§ **REQUIREMENTS**: Copy the listing below with every "drop a point" swapped for "place a marker". Keep everything else unchanged.

(Records from a collection)

********

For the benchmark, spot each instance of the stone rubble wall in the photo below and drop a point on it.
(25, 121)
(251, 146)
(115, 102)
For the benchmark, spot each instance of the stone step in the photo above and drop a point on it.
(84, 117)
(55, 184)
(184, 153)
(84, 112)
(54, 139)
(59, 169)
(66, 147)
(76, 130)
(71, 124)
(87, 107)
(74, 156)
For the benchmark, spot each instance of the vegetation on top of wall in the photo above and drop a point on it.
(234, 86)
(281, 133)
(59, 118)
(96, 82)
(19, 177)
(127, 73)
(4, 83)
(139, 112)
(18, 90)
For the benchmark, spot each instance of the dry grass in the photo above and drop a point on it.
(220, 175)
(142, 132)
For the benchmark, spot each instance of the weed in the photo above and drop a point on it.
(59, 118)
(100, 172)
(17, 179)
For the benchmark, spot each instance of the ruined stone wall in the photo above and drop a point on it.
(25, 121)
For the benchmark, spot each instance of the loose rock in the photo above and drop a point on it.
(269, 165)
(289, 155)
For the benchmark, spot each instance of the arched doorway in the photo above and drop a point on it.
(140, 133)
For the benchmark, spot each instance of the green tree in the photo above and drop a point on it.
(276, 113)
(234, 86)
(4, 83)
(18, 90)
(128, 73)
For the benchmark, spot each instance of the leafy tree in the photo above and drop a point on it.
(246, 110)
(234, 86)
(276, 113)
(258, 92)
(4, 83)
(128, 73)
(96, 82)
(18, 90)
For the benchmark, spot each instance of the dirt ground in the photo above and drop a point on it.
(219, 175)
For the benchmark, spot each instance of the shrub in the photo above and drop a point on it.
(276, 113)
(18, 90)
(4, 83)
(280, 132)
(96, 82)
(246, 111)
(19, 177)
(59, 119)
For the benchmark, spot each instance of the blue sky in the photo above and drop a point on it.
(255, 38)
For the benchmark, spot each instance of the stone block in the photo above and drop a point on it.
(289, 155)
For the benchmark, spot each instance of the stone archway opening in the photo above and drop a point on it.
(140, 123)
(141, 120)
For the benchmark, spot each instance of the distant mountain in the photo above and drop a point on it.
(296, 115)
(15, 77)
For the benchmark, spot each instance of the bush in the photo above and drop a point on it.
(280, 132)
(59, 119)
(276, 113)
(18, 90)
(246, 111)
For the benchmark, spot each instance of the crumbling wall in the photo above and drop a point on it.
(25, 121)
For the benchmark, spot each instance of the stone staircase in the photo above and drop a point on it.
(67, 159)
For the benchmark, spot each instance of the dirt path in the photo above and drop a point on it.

********

§ **SOLUTION TO THE EXERCISE**:
For the benchmark, spot each instance of the stone rubble wall in the photo below and place a marker on it.
(25, 121)
(251, 146)
(115, 102)
For the benchmark, spot each instance of the stone step in the photo above and place a marker on it.
(84, 117)
(55, 184)
(184, 153)
(84, 112)
(54, 139)
(59, 169)
(66, 147)
(76, 130)
(71, 124)
(87, 107)
(74, 156)
For the benchmark, spot each instance of the vegetation on top of wall in the photo above and place a marker on it.
(234, 86)
(281, 133)
(59, 118)
(96, 82)
(19, 177)
(127, 73)
(4, 83)
(139, 112)
(18, 90)
For the benchmark, spot each instance of the dry grass in the photo above and place a marker on it.
(220, 175)
(142, 132)
For the benchmark, spot each instance of the weed in the photo above and place a marker on it.
(59, 118)
(100, 172)
(17, 179)
For the benchmark, spot each instance of the ruined stone wall in the photo above and place a marker on it.
(25, 121)
For the benchmark, spot each instance of the loose rock in the photo above and place a marker on it.
(269, 165)
(289, 155)
For the benchmark, spot each instance of the arched doorway in the photo above and place a marker on it.
(140, 133)
For the benchmark, spot each instance of the green tree in the photo above and place a marker on it.
(276, 113)
(234, 86)
(4, 83)
(18, 90)
(128, 73)
For the benchmark, spot each instance of the leafy tree in the photo above and place a marker on it.
(246, 110)
(234, 86)
(276, 113)
(258, 92)
(4, 83)
(128, 73)
(96, 82)
(18, 90)
For the benchmark, spot each instance of the dirt ground in the photo above and place a marker on it.
(219, 175)
For the benchmark, spot each instance of the shrub in the photo above and place a marker on it.
(276, 113)
(18, 90)
(4, 83)
(280, 132)
(96, 82)
(246, 111)
(19, 177)
(59, 119)
For the benchmark, spot each instance of the blue sky in the photo above and place a marker on it.
(255, 38)
For the benchmark, spot each instance of the stone block in the photo above and place a marker on it.
(289, 155)
For the benchmark, spot each instance of the stone archway opening in the photo above and place a marker on it.
(140, 123)
(141, 120)
For the benchmark, spot each instance of the distant mountain in the photo above and place a marker on it.
(296, 115)
(15, 77)
For the benchmark, spot each instance of the bush in the photo above and place a marker on it.
(280, 132)
(59, 119)
(276, 113)
(18, 90)
(246, 111)
For the benchmark, spot each instance of the crumbling wall in the photo above and place a marker on it.
(25, 121)
For the benchmark, spot each instance of the stone staircase in the photo above and place a marker on it.
(67, 159)
For the benchmark, spot each instance of the dirt path in the photo above and place a marker on it.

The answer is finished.